◆ EXTRAIT DU TEXTE ◆
Les deux œuvres les plus importantes de Descartes sont : le Discours de la méthode (1637) et les Méditations Métaphysiques (1641). Le point de départ de la philosophie cartésienne est de savoir : comment s'assurer que la science physico-mathématique moderne de la nature est vraie ? Est-il possible d'établir une vérité absolue, certaine et indubitable, sur laquelle construire cette nouvelle science en toute sécurité ?

Pour répondre à ces questions, Descartes cherche à développer une méthode de recherche pour faire progresser les connaissances, basée sur un ensemble de règles visant à assurer un raisonnement correct et la reconstruction de toutes les connaissances humaines. La méthode de Descartes est calquée sur celle des mathématiques :

Les Règles Fondamentales de la Méthode

  1. La règle de l'Évidence (ou de la preuve)

    Elle exige de rejeter toute idée qui n'est pas claire et distincte. L'évidence est atteinte soit par l'intuition (vision intellectuelle directe d'une vérité, comme les premiers principes du raisonnement), soit par la déduction (qui permet de dériver nécessairement des conséquences certaines à partir de ces principes intuitivement évidents).

Entrées d'un jeu de données de pointage
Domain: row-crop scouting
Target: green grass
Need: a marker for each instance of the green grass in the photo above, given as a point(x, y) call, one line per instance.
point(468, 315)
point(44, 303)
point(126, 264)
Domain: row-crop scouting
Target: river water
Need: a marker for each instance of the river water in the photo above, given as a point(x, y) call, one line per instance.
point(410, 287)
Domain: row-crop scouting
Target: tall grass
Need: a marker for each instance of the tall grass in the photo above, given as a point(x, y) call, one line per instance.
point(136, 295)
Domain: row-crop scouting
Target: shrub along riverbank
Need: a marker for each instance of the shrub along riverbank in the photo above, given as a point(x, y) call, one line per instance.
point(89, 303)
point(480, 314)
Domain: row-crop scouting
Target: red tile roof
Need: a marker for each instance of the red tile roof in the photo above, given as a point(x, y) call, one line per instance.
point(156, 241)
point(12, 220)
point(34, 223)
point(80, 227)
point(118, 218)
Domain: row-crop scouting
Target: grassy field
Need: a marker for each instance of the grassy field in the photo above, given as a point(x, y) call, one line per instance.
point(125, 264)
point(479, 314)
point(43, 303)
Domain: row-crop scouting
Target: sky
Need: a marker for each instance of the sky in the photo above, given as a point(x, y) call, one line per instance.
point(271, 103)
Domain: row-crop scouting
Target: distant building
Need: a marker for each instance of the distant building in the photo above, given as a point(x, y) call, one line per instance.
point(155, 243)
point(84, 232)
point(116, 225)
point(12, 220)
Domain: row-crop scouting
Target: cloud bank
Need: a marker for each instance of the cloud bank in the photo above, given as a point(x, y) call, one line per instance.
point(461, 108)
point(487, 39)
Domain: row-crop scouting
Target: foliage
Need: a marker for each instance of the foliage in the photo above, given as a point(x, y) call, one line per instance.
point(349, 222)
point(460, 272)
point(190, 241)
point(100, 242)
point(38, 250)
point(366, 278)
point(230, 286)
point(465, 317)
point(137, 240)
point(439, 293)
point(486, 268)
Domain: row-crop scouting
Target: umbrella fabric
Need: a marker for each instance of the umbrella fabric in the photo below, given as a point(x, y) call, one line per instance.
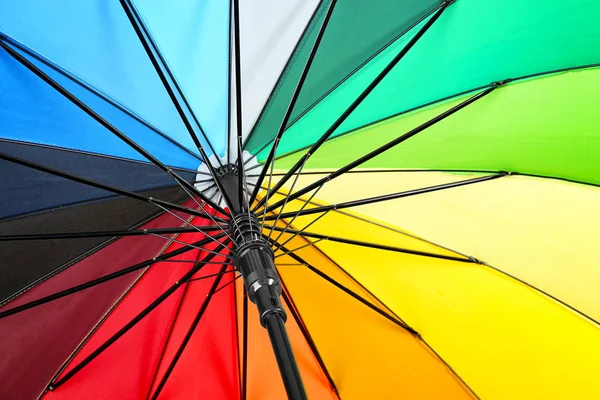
point(425, 173)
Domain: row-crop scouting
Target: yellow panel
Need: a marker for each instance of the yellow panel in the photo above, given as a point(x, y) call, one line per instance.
point(504, 339)
point(542, 231)
point(368, 356)
point(341, 225)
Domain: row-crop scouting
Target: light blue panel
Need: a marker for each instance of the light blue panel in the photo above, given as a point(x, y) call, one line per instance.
point(165, 151)
point(193, 35)
point(94, 40)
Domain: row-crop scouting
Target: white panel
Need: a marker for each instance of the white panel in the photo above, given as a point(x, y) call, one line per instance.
point(269, 31)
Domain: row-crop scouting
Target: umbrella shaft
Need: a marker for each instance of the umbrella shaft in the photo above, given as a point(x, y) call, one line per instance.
point(285, 357)
point(255, 261)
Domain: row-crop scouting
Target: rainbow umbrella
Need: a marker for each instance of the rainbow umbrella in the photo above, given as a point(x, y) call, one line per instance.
point(312, 199)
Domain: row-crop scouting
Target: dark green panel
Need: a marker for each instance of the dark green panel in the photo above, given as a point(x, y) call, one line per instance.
point(358, 29)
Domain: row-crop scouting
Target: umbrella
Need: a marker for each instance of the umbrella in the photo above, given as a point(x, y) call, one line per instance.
point(304, 199)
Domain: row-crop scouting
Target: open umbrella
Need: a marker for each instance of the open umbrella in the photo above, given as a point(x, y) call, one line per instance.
point(312, 199)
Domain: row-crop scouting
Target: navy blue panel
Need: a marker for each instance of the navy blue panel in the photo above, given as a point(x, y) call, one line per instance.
point(24, 190)
point(24, 262)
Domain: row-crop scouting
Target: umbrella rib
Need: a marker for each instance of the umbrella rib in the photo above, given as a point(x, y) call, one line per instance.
point(228, 283)
point(391, 196)
point(543, 292)
point(193, 226)
point(300, 261)
point(91, 234)
point(380, 247)
point(98, 185)
point(212, 275)
point(388, 145)
point(206, 260)
point(296, 232)
point(284, 253)
point(76, 101)
point(229, 69)
point(105, 278)
point(160, 65)
point(238, 99)
point(309, 340)
point(82, 83)
point(166, 342)
point(354, 295)
point(192, 245)
point(244, 343)
point(189, 333)
point(361, 97)
point(298, 213)
point(292, 104)
point(279, 214)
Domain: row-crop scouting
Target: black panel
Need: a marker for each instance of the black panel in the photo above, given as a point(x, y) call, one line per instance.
point(22, 263)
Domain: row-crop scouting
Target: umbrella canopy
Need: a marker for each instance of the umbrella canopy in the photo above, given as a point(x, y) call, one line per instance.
point(305, 199)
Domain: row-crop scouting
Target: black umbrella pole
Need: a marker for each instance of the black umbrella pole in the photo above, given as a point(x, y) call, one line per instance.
point(285, 357)
point(254, 260)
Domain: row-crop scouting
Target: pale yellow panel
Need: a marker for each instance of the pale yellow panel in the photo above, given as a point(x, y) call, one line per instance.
point(504, 339)
point(542, 231)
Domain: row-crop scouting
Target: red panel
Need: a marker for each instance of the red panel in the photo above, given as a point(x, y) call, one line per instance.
point(208, 368)
point(127, 367)
point(36, 342)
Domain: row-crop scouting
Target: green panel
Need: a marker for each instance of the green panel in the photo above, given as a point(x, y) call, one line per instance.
point(545, 126)
point(309, 128)
point(473, 44)
point(357, 30)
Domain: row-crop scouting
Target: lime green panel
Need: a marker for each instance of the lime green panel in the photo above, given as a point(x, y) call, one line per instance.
point(357, 30)
point(473, 44)
point(547, 126)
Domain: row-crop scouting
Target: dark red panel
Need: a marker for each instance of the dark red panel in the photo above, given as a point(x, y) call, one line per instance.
point(127, 368)
point(35, 343)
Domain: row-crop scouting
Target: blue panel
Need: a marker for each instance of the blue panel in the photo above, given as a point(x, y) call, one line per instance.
point(194, 38)
point(94, 40)
point(30, 110)
point(24, 189)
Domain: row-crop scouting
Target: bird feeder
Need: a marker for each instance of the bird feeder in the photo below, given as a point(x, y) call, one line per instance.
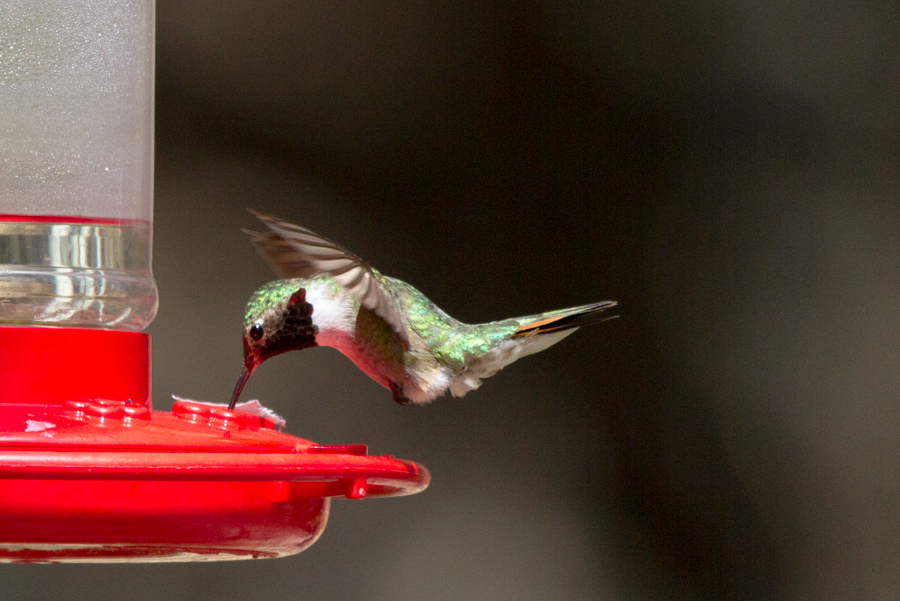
point(88, 471)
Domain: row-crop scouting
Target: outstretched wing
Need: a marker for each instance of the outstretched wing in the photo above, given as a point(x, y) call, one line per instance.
point(296, 252)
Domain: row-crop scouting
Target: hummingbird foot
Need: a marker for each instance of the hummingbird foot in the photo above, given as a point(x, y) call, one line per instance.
point(397, 391)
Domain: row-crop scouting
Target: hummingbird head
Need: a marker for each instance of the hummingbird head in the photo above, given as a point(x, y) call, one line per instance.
point(279, 319)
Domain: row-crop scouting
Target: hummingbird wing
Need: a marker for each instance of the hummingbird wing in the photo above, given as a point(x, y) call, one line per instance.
point(296, 252)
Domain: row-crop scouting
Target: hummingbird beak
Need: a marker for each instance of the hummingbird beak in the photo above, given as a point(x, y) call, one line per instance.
point(242, 379)
point(251, 362)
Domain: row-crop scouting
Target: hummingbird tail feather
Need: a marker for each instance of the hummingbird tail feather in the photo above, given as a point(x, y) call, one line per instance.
point(564, 319)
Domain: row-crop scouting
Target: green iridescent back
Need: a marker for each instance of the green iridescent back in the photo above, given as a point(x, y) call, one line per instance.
point(451, 341)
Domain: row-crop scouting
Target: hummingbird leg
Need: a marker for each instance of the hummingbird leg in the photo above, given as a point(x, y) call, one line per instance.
point(397, 391)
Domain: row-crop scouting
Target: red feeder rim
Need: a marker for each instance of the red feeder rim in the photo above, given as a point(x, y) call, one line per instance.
point(88, 472)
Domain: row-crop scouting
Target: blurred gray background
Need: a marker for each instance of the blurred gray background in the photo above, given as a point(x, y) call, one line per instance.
point(729, 173)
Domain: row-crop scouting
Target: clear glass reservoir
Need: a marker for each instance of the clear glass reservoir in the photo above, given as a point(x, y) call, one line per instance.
point(76, 163)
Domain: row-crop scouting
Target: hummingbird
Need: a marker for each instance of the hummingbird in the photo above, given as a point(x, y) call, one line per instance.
point(328, 296)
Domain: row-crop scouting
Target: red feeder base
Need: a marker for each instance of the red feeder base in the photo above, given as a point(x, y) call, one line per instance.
point(104, 478)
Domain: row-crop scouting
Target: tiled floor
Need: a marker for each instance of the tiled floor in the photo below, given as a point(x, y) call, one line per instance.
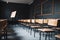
point(21, 32)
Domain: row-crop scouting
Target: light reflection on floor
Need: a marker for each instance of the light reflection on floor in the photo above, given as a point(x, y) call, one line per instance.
point(25, 33)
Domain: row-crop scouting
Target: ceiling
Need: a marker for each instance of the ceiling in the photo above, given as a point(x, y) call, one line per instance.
point(20, 1)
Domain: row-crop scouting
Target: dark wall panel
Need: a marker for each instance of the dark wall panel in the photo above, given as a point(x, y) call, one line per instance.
point(7, 8)
point(36, 7)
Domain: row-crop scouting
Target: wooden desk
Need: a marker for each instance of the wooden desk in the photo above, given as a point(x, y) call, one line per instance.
point(3, 25)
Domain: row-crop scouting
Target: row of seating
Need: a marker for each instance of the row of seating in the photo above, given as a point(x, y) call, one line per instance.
point(43, 25)
point(3, 31)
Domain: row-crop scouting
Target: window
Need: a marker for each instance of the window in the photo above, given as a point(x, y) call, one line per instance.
point(13, 14)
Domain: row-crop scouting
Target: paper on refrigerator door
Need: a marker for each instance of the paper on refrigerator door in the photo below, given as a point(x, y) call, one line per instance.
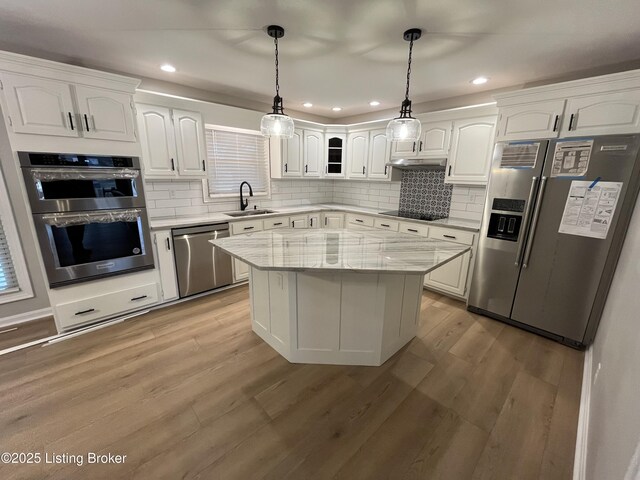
point(589, 211)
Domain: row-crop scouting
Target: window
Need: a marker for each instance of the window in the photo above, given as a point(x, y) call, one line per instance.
point(14, 280)
point(236, 155)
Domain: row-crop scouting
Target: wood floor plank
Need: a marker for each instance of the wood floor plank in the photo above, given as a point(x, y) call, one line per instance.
point(516, 444)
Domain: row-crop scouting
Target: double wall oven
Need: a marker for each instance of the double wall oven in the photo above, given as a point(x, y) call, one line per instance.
point(89, 214)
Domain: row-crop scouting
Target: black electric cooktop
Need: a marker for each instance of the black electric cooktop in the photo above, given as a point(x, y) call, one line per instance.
point(414, 215)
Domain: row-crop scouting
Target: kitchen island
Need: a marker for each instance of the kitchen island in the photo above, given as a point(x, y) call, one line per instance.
point(337, 296)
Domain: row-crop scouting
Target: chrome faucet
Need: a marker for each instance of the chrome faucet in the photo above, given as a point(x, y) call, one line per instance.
point(245, 203)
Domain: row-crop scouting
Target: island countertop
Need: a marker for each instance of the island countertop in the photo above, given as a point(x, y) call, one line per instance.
point(340, 250)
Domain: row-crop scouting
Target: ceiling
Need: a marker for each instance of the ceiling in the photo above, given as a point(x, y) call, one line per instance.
point(335, 52)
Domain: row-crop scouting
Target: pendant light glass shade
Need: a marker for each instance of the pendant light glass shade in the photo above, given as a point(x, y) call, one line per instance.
point(405, 127)
point(276, 123)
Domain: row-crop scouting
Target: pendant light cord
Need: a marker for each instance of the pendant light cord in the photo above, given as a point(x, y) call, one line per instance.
point(275, 40)
point(406, 95)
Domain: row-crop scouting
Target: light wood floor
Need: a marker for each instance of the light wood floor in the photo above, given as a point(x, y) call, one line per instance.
point(190, 391)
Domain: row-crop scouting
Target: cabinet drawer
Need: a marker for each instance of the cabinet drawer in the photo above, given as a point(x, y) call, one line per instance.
point(279, 222)
point(414, 229)
point(451, 235)
point(104, 306)
point(246, 227)
point(360, 220)
point(384, 224)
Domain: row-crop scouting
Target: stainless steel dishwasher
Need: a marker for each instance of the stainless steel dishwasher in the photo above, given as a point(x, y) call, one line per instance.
point(200, 265)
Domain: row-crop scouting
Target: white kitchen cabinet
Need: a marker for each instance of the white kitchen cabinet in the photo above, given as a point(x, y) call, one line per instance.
point(435, 138)
point(292, 155)
point(378, 155)
point(450, 277)
point(333, 220)
point(105, 114)
point(157, 141)
point(39, 106)
point(43, 106)
point(472, 143)
point(299, 221)
point(357, 146)
point(314, 220)
point(335, 155)
point(172, 142)
point(313, 148)
point(189, 132)
point(602, 114)
point(166, 264)
point(534, 120)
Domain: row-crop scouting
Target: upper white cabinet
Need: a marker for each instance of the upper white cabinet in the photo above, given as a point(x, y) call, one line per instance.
point(434, 142)
point(537, 120)
point(357, 150)
point(378, 154)
point(605, 105)
point(610, 113)
point(335, 154)
point(105, 114)
point(39, 106)
point(472, 142)
point(189, 131)
point(42, 106)
point(292, 155)
point(313, 147)
point(172, 142)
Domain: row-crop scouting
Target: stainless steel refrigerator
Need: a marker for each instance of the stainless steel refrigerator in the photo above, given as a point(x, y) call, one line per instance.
point(555, 219)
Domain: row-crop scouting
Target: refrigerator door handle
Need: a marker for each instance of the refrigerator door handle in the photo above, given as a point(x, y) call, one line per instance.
point(525, 220)
point(534, 223)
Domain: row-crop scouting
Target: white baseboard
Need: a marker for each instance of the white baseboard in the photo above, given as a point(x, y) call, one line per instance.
point(580, 460)
point(26, 317)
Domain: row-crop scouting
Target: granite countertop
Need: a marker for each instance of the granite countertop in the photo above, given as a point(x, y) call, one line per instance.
point(340, 250)
point(164, 223)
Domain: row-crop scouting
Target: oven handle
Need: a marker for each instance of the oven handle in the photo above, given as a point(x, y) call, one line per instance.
point(49, 174)
point(61, 220)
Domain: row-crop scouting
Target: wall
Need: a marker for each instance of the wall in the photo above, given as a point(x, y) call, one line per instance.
point(613, 446)
point(11, 173)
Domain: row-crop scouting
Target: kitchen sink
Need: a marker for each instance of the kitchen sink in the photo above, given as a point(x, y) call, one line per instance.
point(248, 213)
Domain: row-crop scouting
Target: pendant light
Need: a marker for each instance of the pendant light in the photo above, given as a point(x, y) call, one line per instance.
point(405, 127)
point(276, 123)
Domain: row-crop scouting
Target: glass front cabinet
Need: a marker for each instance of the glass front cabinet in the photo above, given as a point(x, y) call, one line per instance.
point(335, 155)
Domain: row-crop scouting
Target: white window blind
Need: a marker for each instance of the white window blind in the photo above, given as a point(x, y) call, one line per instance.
point(8, 277)
point(235, 157)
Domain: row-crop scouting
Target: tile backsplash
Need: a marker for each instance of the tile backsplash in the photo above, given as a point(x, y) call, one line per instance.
point(424, 192)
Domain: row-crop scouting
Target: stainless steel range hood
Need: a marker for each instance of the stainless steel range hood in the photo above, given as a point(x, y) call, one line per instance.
point(417, 163)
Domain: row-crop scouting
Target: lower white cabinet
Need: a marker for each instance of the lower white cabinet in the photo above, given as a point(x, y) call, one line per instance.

◆ EXERCICES À RÉALISER ◆
1. Relevez tous les adjectifs qui qualifient la vérité que Descartes cherche à établir dans l'extrait sur la méthode de Descartes.
2. Prolongez l'extrait sur la méthode de Descartes à partir de sa dernière phrase.

◆ LISTE DES RÉPONSES ◆
1. absolue, certaine, indubitable

2.
  2. La règle de l'Analyse

    Elle réduit la complexité d'un problème à ses composantes les plus simples, lesquelles peuvent être connues de manière intuitive.

  3. La règle de la Synthèse

    Par laquelle, à partir des éléments simples connus par intuition, on procède à des déductions pour former des arguments plus complexes.

  4. La règle du Dénombrement (ou du recensement)

    Elle consiste à passer en revue toutes les étapes suivies pour s'assurer qu'aucune erreur n'a été commise dans le raisonnement.

L'Application à la Métaphysique et le Doute Méthodique

Descartes a ensuite appliqué cette méthode à la métaphysique, la « racine de l'arbre de la science », afin de trouver une vérité première d'une certitude absolue, sur laquelle élever l'édifice de la connaissance. Pour cela, il instaure le doute méthodique, qui consiste à remettre en question toutes nos connaissances pour trouver celle qui est sûre et certaine. Le doute méthodique comporte quatre niveaux :

Les Quatre Niveaux du Doute

  • La méfiance envers les connaissances sensibles

    Nos sens nous trompent souvent, et les idées de la conscience, souvent sombres et confuses, pourraient toujours nous induire en erreur.

  • La confusion entre le sommeil et l'éveil

    Les rêves sont parfois impossibles à distinguer de la réalité, de sorte que toute la réalité pourrait être illusoire (l'existence du monde extérieur à nos esprits est discutable et doit être démontrée).

  • L'hypothèse du « Dieu trompeur »

    Le raisonnement mathématique reste valable même en rêve, mais peut-être Dieu nous a-t-il créés de telle sorte que nous nous trompions toujours, même dans les raisons les plus évidentes.

  • L'hypothèse du « mauvais génie »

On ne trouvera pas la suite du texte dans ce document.